**Directive:** Copy out exactly the lines from the one containing "Annotate the black" to the end of the records below, both included, and nothing else.

[start Data extract]

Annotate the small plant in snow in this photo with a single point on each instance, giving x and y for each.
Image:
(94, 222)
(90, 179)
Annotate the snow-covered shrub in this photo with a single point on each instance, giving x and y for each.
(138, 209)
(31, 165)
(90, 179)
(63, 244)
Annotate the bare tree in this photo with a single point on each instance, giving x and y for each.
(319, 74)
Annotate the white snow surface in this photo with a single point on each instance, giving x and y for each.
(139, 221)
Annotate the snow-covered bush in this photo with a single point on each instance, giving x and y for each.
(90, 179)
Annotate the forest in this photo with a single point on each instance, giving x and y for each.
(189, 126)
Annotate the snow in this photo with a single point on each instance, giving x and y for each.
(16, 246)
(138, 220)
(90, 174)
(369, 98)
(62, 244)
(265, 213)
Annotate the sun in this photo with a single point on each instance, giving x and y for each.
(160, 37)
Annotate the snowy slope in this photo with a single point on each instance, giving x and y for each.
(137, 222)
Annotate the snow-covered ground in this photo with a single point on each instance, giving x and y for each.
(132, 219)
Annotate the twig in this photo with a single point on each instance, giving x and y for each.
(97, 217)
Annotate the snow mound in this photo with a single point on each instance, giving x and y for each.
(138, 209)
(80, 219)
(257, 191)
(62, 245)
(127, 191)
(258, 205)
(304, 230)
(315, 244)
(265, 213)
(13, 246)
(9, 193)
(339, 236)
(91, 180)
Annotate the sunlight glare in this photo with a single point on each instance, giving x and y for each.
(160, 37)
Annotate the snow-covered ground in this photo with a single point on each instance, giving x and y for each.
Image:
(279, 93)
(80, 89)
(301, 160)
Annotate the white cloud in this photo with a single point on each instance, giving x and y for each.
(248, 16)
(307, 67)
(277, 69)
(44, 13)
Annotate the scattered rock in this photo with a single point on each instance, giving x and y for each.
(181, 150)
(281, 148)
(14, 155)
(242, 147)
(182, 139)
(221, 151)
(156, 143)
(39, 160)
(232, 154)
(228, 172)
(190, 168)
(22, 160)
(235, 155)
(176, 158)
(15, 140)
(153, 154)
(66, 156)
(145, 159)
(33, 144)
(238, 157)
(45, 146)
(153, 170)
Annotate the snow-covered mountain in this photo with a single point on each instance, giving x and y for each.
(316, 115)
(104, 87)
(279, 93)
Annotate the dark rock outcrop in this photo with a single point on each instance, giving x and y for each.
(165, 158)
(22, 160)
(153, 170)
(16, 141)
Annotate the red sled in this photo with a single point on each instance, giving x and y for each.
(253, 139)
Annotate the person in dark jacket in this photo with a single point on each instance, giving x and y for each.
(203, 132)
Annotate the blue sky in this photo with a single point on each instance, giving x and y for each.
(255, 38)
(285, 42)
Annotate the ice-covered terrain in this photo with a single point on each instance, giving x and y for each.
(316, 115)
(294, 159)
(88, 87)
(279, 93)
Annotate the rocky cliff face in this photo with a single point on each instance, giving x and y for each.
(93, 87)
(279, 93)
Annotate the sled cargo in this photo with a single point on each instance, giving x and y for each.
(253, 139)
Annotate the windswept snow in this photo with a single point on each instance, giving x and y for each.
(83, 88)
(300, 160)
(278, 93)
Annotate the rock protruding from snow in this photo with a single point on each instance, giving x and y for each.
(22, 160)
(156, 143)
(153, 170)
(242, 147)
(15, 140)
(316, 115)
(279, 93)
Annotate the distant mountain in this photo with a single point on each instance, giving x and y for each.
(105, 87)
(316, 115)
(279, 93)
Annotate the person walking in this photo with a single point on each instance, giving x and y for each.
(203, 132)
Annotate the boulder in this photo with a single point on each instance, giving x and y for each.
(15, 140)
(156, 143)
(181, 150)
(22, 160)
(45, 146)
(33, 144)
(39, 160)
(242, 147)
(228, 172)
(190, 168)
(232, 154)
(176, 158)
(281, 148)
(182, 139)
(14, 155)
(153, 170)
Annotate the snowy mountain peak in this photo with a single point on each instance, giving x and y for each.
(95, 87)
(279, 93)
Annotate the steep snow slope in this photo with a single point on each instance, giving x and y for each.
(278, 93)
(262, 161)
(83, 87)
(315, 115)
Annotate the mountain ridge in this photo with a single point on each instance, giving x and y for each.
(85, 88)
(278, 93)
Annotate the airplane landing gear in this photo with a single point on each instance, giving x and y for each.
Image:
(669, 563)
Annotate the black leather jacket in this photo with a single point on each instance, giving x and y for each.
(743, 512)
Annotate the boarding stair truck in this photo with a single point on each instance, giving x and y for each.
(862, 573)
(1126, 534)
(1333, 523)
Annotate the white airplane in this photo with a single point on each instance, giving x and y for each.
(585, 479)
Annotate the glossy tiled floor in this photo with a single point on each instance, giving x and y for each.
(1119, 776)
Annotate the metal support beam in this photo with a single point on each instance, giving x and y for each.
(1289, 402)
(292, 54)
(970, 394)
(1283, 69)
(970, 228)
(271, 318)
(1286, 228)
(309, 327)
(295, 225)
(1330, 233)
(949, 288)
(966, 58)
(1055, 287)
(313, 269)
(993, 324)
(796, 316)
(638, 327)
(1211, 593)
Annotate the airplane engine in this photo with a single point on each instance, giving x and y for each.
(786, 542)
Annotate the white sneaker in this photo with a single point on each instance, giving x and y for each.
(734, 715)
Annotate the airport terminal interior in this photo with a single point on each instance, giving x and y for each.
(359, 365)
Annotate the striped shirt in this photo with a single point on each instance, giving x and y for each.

[end Data extract]

**Solution to the exercise:**
Annotate the black leather jacket in this photo with a single point on each instance, giving x and y for each.
(743, 512)
Annotate the boarding stair truck in this photo with a single point on each instance, giving x and y for each.
(862, 573)
(1126, 534)
(1333, 523)
Annotate the white airplane in this photo with a single point on each instance, giving x and y for each.
(585, 479)
Annotate the glossy tiled floor in this photo with a single point on each instance, giving x and y for each.
(1119, 776)
Annotate the metal support beam in this photo with a single point on each instance, giving x and y for each.
(1289, 402)
(292, 54)
(970, 394)
(1283, 69)
(970, 228)
(271, 318)
(1286, 228)
(309, 327)
(295, 225)
(1330, 233)
(949, 288)
(966, 58)
(1055, 287)
(313, 269)
(993, 324)
(796, 316)
(638, 327)
(1211, 593)
Annotate the airplane engine in this photo with a single point on each instance, giving x and y for each.
(786, 542)
Annotate the white sneaker in this photo with a single point on each instance, giving x and y for each.
(734, 715)
Annotate the airport terminal interior in this photo with a single point on each instance, giving x and y for each.
(359, 365)
Annotate the striped shirt in this photo with a single point on each instance, giving x and y for each.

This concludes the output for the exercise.